======== PROVIDED MATERIAL ========

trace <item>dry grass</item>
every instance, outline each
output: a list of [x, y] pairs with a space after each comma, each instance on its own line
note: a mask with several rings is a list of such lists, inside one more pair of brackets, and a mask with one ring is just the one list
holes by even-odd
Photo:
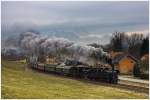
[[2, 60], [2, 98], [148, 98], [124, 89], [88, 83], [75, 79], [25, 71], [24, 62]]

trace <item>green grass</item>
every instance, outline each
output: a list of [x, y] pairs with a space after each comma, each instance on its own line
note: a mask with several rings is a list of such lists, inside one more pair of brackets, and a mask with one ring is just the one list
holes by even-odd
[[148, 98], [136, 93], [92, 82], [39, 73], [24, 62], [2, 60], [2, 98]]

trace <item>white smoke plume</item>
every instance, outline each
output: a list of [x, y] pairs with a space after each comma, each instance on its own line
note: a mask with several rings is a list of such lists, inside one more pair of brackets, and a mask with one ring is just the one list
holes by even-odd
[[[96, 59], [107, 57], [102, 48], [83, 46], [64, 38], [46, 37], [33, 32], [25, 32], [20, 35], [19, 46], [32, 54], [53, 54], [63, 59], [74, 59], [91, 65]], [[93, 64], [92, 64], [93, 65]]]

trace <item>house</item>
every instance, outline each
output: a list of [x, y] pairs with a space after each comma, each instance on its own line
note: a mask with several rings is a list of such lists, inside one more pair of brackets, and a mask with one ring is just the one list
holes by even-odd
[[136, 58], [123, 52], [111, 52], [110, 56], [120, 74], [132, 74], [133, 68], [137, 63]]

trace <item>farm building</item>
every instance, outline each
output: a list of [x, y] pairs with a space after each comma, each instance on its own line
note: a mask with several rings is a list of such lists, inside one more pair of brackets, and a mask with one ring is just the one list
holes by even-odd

========

[TASK]: Rewrite the records above, putting "holes follow the even-odd rule" in place of "holes by even-odd" wherever it appears and leaving everything else unchanged. Omit the pictures from your answer.

[SOLUTION TO THIS PROBLEM]:
trace <item>dry grass</item>
every instance, outline each
output: a list of [x, y] pairs with a space after each comma, each instance on its own line
note: a mask with several rings is a list of such lists, inside one more pair of brackets, and a mask with one ring is just the one list
holes follow the even-odd rule
Photo:
[[2, 60], [2, 98], [148, 98], [124, 89], [88, 83], [75, 79], [25, 71], [24, 62]]

trace <item>green grass</item>
every instance, outline each
output: a list of [x, y] pairs with a space after each comma, each instance on its own line
note: a mask with several rings is a list of such lists, inside one more pair of brackets, and a mask with one ring is just the one list
holes follow the even-odd rule
[[148, 98], [136, 93], [92, 82], [39, 73], [24, 62], [2, 60], [2, 98]]

trace <item>white smoke plume</item>
every instance, outline each
output: a list of [x, y] pairs with a space after each comma, each instance on its own line
note: a mask with several rings is a list of such lists, inside one more pair of brackets, and a mask with one ring is just the one list
holes follow the even-odd rule
[[[96, 59], [107, 57], [102, 48], [83, 46], [64, 38], [46, 37], [33, 32], [25, 32], [20, 35], [19, 46], [32, 54], [53, 54], [63, 59], [74, 59], [91, 65]], [[93, 64], [92, 64], [93, 65]]]

trace <item>house</item>
every instance, outline each
output: a list of [x, y] pairs with a space after each comma, each instance on its own line
note: a mask with several rings is a list of such lists, inside one more pair of brackets, and a mask with one ring is just the one list
holes follow the even-odd rule
[[136, 58], [123, 52], [111, 52], [110, 56], [120, 74], [132, 74], [133, 68], [137, 63]]

trace <item>farm building</item>
every instance, outline each
output: a list of [x, y] pairs with a space after each comma, each instance on its own line
note: a mask with several rings is a list of such lists, inside one more pair of brackets, and a mask with one ring is just the one list
holes follow the even-odd rule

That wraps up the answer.